§ **Stated goal**
Rewrite the data from its first line through the line that contains "[[232, 334]]", swapping "bare tree" for "leafless tree" and keeping everything else the same.

>>>

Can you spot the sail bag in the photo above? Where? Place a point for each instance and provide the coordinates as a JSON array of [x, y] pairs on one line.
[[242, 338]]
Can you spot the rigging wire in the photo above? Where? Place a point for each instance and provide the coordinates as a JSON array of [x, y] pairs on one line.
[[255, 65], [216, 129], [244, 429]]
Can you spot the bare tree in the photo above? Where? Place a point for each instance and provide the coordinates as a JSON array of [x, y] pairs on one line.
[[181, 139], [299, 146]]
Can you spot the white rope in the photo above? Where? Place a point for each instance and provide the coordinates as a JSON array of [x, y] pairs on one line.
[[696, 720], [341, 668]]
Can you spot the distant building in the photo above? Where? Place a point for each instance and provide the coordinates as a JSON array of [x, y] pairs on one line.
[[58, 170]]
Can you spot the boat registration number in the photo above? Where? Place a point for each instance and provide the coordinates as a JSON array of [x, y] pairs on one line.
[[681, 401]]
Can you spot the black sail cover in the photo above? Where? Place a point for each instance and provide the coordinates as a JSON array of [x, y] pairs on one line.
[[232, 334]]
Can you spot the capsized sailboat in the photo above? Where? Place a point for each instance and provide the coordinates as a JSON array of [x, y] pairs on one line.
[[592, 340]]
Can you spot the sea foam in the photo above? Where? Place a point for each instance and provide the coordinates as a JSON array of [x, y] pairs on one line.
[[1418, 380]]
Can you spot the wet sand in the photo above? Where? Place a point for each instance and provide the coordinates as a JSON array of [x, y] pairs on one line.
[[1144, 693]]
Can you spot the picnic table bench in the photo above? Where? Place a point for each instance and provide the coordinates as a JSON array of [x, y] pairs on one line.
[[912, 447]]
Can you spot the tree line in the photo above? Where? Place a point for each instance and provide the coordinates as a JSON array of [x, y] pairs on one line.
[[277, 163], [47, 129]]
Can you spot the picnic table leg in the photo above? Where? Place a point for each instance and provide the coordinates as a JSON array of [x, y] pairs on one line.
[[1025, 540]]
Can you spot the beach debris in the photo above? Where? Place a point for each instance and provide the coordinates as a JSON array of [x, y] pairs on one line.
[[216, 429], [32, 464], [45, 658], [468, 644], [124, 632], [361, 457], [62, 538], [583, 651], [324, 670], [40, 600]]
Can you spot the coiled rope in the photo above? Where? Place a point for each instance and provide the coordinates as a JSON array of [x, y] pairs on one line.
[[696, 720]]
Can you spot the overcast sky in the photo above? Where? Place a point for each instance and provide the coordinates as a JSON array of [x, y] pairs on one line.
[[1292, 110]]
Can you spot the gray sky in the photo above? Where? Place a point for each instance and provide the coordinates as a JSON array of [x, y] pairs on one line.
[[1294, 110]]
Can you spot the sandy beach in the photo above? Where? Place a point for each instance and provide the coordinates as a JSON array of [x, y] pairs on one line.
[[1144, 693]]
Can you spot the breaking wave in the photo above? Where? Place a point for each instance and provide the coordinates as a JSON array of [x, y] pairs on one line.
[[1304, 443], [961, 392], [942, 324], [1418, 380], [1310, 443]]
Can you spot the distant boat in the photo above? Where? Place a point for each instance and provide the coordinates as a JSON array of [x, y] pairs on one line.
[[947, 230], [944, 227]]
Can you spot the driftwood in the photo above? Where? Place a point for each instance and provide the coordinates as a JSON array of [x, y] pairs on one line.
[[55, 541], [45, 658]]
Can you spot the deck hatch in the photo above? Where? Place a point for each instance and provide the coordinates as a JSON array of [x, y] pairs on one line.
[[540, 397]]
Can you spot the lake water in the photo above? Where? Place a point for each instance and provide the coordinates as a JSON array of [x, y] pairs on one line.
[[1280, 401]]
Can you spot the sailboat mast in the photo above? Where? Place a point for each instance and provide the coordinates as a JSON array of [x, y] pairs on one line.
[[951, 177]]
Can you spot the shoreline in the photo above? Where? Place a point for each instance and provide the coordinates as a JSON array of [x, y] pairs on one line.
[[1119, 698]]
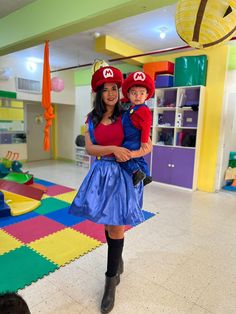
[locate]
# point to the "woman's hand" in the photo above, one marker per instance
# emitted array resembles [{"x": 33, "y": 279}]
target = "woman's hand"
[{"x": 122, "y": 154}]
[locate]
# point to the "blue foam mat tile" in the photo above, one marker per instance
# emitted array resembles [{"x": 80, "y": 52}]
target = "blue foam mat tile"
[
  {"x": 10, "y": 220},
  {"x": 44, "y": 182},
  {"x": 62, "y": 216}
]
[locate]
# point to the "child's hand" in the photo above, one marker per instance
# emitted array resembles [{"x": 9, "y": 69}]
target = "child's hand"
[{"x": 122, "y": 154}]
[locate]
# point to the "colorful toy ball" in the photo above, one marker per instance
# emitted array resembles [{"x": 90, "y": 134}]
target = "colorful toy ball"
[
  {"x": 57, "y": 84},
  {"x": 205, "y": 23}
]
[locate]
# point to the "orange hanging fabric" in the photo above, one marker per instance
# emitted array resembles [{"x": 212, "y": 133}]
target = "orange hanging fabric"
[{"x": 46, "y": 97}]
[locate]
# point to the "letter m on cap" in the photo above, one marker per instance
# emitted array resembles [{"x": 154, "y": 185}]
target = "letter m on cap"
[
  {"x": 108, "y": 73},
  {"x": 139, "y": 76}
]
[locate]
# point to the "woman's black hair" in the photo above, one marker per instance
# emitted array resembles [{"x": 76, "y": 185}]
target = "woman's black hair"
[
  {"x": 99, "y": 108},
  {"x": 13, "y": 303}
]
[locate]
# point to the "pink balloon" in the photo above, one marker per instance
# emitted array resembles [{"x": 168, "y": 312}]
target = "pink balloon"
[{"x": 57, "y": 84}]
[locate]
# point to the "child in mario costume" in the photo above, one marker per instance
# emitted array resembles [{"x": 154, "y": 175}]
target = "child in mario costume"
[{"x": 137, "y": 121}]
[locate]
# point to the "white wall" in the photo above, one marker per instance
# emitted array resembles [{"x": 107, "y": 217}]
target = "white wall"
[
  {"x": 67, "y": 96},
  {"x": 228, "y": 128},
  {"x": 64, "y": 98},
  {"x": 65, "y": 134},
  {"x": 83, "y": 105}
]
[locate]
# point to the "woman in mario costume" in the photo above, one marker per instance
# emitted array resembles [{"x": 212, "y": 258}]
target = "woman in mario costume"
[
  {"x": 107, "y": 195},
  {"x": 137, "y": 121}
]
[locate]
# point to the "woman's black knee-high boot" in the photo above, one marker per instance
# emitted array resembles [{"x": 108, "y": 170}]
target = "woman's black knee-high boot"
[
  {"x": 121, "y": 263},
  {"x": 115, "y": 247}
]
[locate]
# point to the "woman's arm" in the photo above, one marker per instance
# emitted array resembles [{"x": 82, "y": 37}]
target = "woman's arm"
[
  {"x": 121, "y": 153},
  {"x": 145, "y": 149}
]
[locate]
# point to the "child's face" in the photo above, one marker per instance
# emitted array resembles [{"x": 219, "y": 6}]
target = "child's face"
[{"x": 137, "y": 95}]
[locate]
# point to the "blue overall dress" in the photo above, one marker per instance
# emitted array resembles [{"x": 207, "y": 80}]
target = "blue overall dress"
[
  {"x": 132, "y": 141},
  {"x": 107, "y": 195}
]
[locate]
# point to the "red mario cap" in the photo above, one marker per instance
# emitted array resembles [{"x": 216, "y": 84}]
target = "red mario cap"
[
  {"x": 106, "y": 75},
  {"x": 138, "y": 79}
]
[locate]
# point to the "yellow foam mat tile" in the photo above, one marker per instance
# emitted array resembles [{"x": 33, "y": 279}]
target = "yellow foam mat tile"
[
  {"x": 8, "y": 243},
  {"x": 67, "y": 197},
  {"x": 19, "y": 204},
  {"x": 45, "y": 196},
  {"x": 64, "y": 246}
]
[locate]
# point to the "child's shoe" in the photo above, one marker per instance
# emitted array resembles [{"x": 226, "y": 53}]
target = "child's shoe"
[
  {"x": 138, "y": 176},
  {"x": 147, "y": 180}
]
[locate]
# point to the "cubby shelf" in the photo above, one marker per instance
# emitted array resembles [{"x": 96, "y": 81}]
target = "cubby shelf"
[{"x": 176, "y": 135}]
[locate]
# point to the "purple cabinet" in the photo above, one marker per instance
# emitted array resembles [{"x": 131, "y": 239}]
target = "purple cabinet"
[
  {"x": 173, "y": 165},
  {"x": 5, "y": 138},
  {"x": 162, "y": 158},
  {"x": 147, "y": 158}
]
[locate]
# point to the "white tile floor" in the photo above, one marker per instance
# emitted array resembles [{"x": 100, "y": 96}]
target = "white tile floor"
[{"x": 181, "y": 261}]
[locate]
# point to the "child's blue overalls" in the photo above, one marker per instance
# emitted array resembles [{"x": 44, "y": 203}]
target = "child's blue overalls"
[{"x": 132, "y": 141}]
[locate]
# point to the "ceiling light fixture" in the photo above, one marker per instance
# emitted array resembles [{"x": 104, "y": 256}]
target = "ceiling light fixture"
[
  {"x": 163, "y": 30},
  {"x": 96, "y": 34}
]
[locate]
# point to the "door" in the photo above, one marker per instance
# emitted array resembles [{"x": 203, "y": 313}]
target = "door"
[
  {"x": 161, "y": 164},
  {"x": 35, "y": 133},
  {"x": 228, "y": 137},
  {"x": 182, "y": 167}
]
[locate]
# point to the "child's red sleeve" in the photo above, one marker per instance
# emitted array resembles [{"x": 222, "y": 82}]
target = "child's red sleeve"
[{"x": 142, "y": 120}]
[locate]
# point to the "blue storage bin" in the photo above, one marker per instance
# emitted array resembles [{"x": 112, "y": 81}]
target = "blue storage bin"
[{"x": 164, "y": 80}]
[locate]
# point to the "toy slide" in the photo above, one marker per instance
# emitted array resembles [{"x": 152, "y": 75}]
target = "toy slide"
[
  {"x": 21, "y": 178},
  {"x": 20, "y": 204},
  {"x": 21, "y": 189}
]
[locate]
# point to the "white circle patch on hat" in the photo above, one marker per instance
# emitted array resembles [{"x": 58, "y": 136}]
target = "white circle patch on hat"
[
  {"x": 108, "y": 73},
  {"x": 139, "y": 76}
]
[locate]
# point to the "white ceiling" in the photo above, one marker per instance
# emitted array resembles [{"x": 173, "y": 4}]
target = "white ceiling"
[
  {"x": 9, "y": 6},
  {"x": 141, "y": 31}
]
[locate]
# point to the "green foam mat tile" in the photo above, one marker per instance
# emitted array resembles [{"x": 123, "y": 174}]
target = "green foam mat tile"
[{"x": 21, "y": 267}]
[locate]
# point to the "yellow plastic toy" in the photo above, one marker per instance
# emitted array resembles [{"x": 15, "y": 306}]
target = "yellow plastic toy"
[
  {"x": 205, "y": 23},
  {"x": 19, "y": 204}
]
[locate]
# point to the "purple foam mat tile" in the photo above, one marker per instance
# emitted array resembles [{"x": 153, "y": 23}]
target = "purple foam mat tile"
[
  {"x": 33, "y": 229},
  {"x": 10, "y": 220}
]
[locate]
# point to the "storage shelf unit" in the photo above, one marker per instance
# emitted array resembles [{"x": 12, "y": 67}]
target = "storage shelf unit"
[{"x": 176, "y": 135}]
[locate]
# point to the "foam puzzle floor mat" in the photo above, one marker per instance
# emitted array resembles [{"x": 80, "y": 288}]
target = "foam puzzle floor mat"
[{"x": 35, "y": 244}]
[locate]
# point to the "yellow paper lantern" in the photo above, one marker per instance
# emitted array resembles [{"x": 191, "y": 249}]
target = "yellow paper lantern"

<<<

§ **Task solution**
Can you spot the sail bag in the photo above? Where? Place a point for each instance and provide the coordinates as a JSON array of [x, y] pairs on one line.
[[242, 338]]
Can you spot the rigging wire in the photo above? Where? Place a point for each instance and provide the coordinates as a JSON array of [x, y] pairs on one line.
[[255, 65], [216, 129], [244, 429]]
Can you spot the leafless tree in the photo above? Where? Place a point for each instance and provide the coordinates as a JSON array of [x, y] pairs on one line.
[[181, 139], [299, 146]]
Can you spot the white rope in the photo above? Where? Place a point for each instance and provide the coordinates as a JSON array of [x, y] pairs on one line.
[[696, 720], [341, 668]]
Can you spot the distant building in the photo above? Where? Place a point for each instance and provide the coordinates as a JSON array of [x, y] pairs on one line.
[[58, 170]]
Can you spot the boat registration number in the photo above? Where? Place a point for each instance and provide the coordinates as a JSON array of [x, y] pairs on one line.
[[681, 401]]
Can you spot the black sail cover in the photo above? Where? Place a point for each instance and provide the coordinates as a JSON array of [x, y] pairs on one line.
[[232, 334]]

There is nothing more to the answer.